*STATED PROBLEM:* Output every line of the material below unchanged, in the same order.
--- begin TASK MATERIAL ---
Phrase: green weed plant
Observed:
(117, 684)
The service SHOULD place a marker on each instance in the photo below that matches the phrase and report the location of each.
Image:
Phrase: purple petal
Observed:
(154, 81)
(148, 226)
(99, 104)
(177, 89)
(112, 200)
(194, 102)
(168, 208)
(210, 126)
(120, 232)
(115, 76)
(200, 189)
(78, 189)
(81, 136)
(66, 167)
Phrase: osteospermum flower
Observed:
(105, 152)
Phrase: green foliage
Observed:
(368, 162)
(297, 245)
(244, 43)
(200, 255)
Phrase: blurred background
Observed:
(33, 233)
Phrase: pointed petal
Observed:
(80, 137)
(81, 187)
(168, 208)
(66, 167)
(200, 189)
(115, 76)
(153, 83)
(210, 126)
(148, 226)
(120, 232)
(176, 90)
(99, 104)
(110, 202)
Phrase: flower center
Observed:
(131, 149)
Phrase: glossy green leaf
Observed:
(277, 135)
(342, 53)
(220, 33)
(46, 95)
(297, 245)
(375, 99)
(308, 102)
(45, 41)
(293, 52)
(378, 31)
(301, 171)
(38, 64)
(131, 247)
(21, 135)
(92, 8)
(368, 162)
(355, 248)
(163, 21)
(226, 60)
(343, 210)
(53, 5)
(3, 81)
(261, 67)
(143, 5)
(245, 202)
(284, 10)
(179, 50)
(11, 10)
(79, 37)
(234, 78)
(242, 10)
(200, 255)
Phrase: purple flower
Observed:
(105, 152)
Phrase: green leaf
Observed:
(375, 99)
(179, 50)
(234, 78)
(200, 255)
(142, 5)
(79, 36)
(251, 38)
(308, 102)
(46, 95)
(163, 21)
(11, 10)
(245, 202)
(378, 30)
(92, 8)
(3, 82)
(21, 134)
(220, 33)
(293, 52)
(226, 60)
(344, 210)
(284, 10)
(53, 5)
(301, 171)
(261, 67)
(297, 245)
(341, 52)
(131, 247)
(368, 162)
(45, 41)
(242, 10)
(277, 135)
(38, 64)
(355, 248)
--- end TASK MATERIAL ---
*SOLUTION TO THE EXERCISE:*
Phrase: green weed plant
Observed:
(117, 684)
The service SHOULD place a marker on each instance in the photo below that matches the phrase and report the location of each.
Image:
Phrase: purple petal
Observed:
(154, 81)
(148, 226)
(99, 104)
(177, 89)
(112, 200)
(194, 102)
(168, 208)
(210, 126)
(120, 232)
(115, 76)
(200, 189)
(78, 189)
(81, 136)
(66, 167)
Phrase: osteospermum flower
Observed:
(105, 152)
Phrase: green foliage
Observed:
(368, 162)
(297, 245)
(244, 43)
(200, 255)
Phrase: blurred background
Observed:
(33, 233)
Phrase: pointed petal
Observed:
(80, 137)
(81, 187)
(168, 208)
(66, 167)
(200, 189)
(115, 76)
(153, 83)
(210, 126)
(148, 226)
(120, 232)
(176, 90)
(99, 104)
(110, 202)
Phrase: flower center
Observed:
(131, 149)
Phrase: glossy green leaf
Observed:
(277, 135)
(342, 53)
(220, 33)
(46, 95)
(297, 245)
(375, 99)
(308, 102)
(45, 41)
(293, 52)
(378, 31)
(301, 171)
(38, 64)
(131, 247)
(21, 135)
(92, 8)
(368, 162)
(355, 248)
(163, 21)
(226, 60)
(343, 210)
(53, 5)
(3, 81)
(261, 67)
(143, 5)
(245, 202)
(284, 10)
(179, 50)
(11, 10)
(79, 37)
(234, 78)
(242, 10)
(200, 255)
Phrase: purple flower
Observed:
(105, 152)
Phrase: green leaf
Observed:
(375, 99)
(179, 50)
(234, 78)
(200, 255)
(142, 5)
(79, 36)
(251, 38)
(308, 102)
(46, 95)
(163, 21)
(11, 10)
(245, 202)
(378, 30)
(92, 8)
(3, 82)
(21, 134)
(220, 33)
(293, 52)
(226, 60)
(344, 210)
(284, 10)
(53, 5)
(301, 171)
(261, 67)
(297, 245)
(341, 52)
(131, 247)
(368, 162)
(45, 41)
(242, 10)
(277, 135)
(38, 64)
(355, 248)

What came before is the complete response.